ENUNCIADO A: No texto sobre os gastos de Minas Gerais em saúde, qual era o valor do Orçamento estadual em 2014?
ENUNCIADO B: Transcreva sem alterações o trecho do texto sobre os gastos de Minas Gerais em saúde de "Uma estratégia maquiavélica" a "últimos cinco anos.".
ENUNCIADO C: Escreva a continuação do texto sobre os gastos de Minas Gerais em saúde a partir da última frase apresentada.

BLOCO DE TEXTO:
Iran Barbosa

Uma estratégia maquiavélica

Minas tem o pior gasto em saúde dos últimos cinco anos

Por Da Redação
Publicado em 18 de setembro de 2019 | 03:01
 
 

“O homem esquece mais facilmente a morte do pai do que a perda do patrimônio”. Em pleno século XXI, o governo de Minas parece determinado a testar essa máxima de Nicolau Maquiavel, escrita em 1513.

Na saga para conseguir colocar os salários dos servidores estaduais em dia até o início do ano que vem, o Estado simplesmente decidiu ignorar completamente a obrigação constitucional de usar 15% do Orçamento em saúde e reduziu os gastos na área em mais de R$ 500 milhões em relação ao mesmo período de 2018. É o menor gasto em saúde dos últimos cinco anos.

Não deixa de ser estarrecedor pensar que, em 2014, quando Minas Gerais tinha um Orçamento de “apenas” R$ 51 bilhões (contra R$ 67 bilhões do mesmo período em 2019), foram investidos cerca de R$ 400 milhões a mais em saúde do que neste ano. Com um detalhe: em 2014, apenas 9,5% do Orçamento estadual tinha sido gasto com saúde – o que já era considerado pouco.

REGISTROS FORNECIDOS:

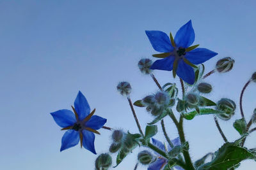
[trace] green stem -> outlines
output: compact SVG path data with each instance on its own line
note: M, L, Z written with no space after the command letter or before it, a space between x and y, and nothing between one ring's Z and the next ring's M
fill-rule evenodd
M226 136L225 136L225 134L223 133L223 132L222 131L221 129L220 128L220 124L219 124L219 122L218 122L218 119L217 117L216 116L214 116L214 121L215 121L215 124L217 126L218 130L219 130L219 132L220 133L220 134L222 136L222 138L223 138L223 140L225 143L228 142L228 140L227 139Z
M135 111L134 111L134 108L133 108L132 101L131 101L131 99L130 99L129 97L127 97L127 100L129 101L129 104L130 104L131 109L132 110L133 117L134 117L134 118L135 119L135 122L136 122L136 124L137 124L137 126L138 126L138 129L139 129L139 131L140 132L140 134L142 136L143 138L144 138L144 134L142 132L141 128L140 127L139 120L138 120L137 116L136 116Z

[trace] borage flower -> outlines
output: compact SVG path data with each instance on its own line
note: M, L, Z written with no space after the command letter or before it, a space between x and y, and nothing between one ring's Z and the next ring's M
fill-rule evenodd
M73 147L78 144L80 138L81 147L97 154L94 147L95 136L100 133L97 131L106 124L107 120L99 116L93 115L94 109L90 112L86 99L79 91L74 102L75 107L71 106L74 113L68 110L60 110L51 113L56 124L68 130L61 139L60 151Z
M168 148L166 148L166 147L164 146L163 143L161 141L154 139L153 138L151 138L152 140L153 145L163 150L164 152L169 152L170 151L172 150L172 148L170 146L168 146ZM174 139L173 140L172 140L172 143L173 144L174 146L180 146L180 141L179 138L177 138ZM157 160L154 162L153 163L150 164L148 166L148 170L162 170L164 169L164 166L167 164L168 163L168 160L166 158L164 158L161 157L159 153L156 152L156 154L157 155ZM177 170L184 170L183 168L182 168L180 166L174 166L175 169ZM171 169L172 170L173 170L173 168Z
M218 53L206 48L197 48L199 45L189 46L194 42L195 32L191 20L181 27L174 39L170 33L159 31L146 31L146 34L154 49L162 53L153 55L164 58L155 61L152 69L173 70L173 77L177 74L189 84L195 82L195 72L192 67L214 57Z

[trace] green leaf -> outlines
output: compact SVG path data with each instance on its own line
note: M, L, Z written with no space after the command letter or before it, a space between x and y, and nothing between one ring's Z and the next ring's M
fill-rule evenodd
M125 148L122 148L119 152L116 157L116 165L114 166L116 167L123 160L123 159L129 153L129 151Z
M226 143L216 152L212 162L200 166L196 170L227 170L244 159L253 158L253 155L245 148Z
M217 105L217 104L216 104L214 101L212 101L211 100L204 97L204 96L200 96L199 101L199 103L201 103L202 104L200 104L201 106L213 106Z
M136 101L133 103L133 105L136 106L138 107L145 107L146 106L142 102L142 100Z
M170 158L175 158L181 152L181 146L174 146L169 152L168 155Z
M233 127L241 135L246 132L246 123L244 118L236 120L233 124Z
M204 164L204 162L205 161L205 160L207 159L207 157L209 156L212 156L212 160L214 157L214 154L213 153L208 153L207 154L206 154L205 156L204 156L202 158L197 160L196 162L195 162L194 163L194 166L196 168L198 166L202 165Z
M156 117L152 122L151 122L150 123L148 123L148 125L153 125L153 124L157 123L159 120L162 120L164 117L167 116L167 115L168 115L167 111L163 111L160 115L159 115L157 117Z
M147 139L154 136L157 132L157 125L147 125L145 132L145 139Z
M219 114L223 113L221 111L210 109L210 108L202 108L200 109L200 114L196 111L193 111L189 113L184 113L183 117L187 120L191 120L196 115L204 115L210 114Z
M170 53L157 53L153 54L152 56L156 58L165 58L170 56Z

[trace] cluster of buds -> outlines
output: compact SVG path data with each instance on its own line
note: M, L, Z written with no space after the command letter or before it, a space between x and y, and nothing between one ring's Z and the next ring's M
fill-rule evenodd
M152 71L150 69L150 67L152 65L153 62L149 59L141 59L138 63L138 66L140 71L145 74L150 74Z
M236 103L233 101L222 98L217 103L216 109L223 113L217 115L223 120L228 120L235 114L236 107Z
M154 116L162 113L170 106L170 102L172 102L168 94L164 92L157 92L154 95L147 96L142 101L147 106L147 111Z
M118 83L116 87L117 90L122 96L129 96L132 90L132 87L129 83L122 81Z
M108 153L100 154L95 160L97 170L108 169L112 164L112 158Z

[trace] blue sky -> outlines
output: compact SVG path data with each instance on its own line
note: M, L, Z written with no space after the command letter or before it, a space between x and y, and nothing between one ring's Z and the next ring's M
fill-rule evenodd
M76 146L60 152L63 132L49 113L70 109L78 90L86 97L106 125L137 132L127 100L116 92L120 81L132 87L133 101L157 90L150 77L142 75L138 61L156 52L145 30L172 31L190 19L194 44L218 55L205 62L211 71L216 62L230 56L234 69L207 79L212 100L228 97L237 104L243 86L256 71L255 1L0 1L0 167L3 169L93 169L96 155ZM172 73L156 71L161 84L176 82ZM256 84L244 96L247 120L256 107ZM229 122L220 124L230 141L239 138ZM136 108L145 128L152 119ZM171 138L177 137L172 121L165 120ZM161 129L159 128L159 129ZM186 121L193 160L223 144L212 116ZM108 150L110 132L100 130L96 151ZM159 130L157 137L164 140ZM256 134L246 143L255 148ZM138 149L115 169L132 169ZM115 157L115 156L113 156ZM237 169L253 169L246 160ZM146 169L140 166L139 170Z

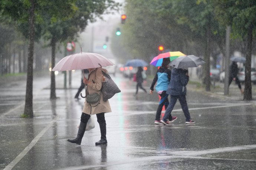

RESPOSTA A: R$ 51 bilhões.

RESPOSTA B:
Uma estratégia maquiavélica

Minas tem o pior gasto em saúde dos últimos cinco anos

Por Da Redação
Publicado em 18 de setembro de 2019 | 03:01
 
 

“O homem esquece mais facilmente a morte do pai do que a perda do patrimônio”. Em pleno século XXI, o governo de Minas parece determinado a testar essa máxima de Nicolau Maquiavel, escrita em 1513.

Na saga para conseguir colocar os salários dos servidores estaduais em dia até o início do ano que vem, o Estado simplesmente decidiu ignorar completamente a obrigação constitucional de usar 15% do Orçamento em saúde e reduziu os gastos na área em mais de R$ 500 milhões em relação ao mesmo período de 2018. É o menor gasto em saúde dos últimos cinco anos.

RESPOSTA C:
A aposta de se pagar em dia com o dinheiro da saúde vem de uma visão maquiavélica na qual se acredita que o eleitor sempre teve uma impressão ruim da saúde. Logo, seria incapaz de perceber (ou denunciar) a diferença entre um serviço de saúde ruim e outro péssimo.

Por outro lado, o ganho político em se pagar os salários em dia é enorme, pois o eleitor conseguiria ver facilmente a diferença entre um governo que não paga em dia e outro que paga.

Nesse meio-tempo, as mortes no Estado sobem assustadoramente – as causadas por dengue, por exemplo, dobraram em um ano. É o “genocídio anunciado”, que denunciei aqui há sete meses, agora se tornando realidade.

Existem várias formas de colocar os salários dos servidores em dia que, literalmente, exigiriam menos sacrifícios (humanos). No entanto, optou-se pela estratégia mais fácil (e mais danosa).

Entenda: 90% da receita do Estado é destinada a salários e aposentadorias. Então, Minas sempre teve como pagar os salários em dia. Este nunca foi o desafio. O desafio era (e continua a ser) como voltar a pagar salários em dia sem comprometer os serviços mais essenciais.

A situação atual da saúde em Minas é tão calamitosa que faltam itens básicos nos hospitais – de papel higiênico a esparadrapo. Situação que só não está pior porque a Prefeitura de Belo Horizonte mais que dobrou seus gastos em saúde para manter os hospitais da capital de portas abertas. Belo Horizonte, que antes atendia algo próximo de um terço das cidades de Minas em seus hospitais, agora abriga 68%. É o êxodo hospitalar.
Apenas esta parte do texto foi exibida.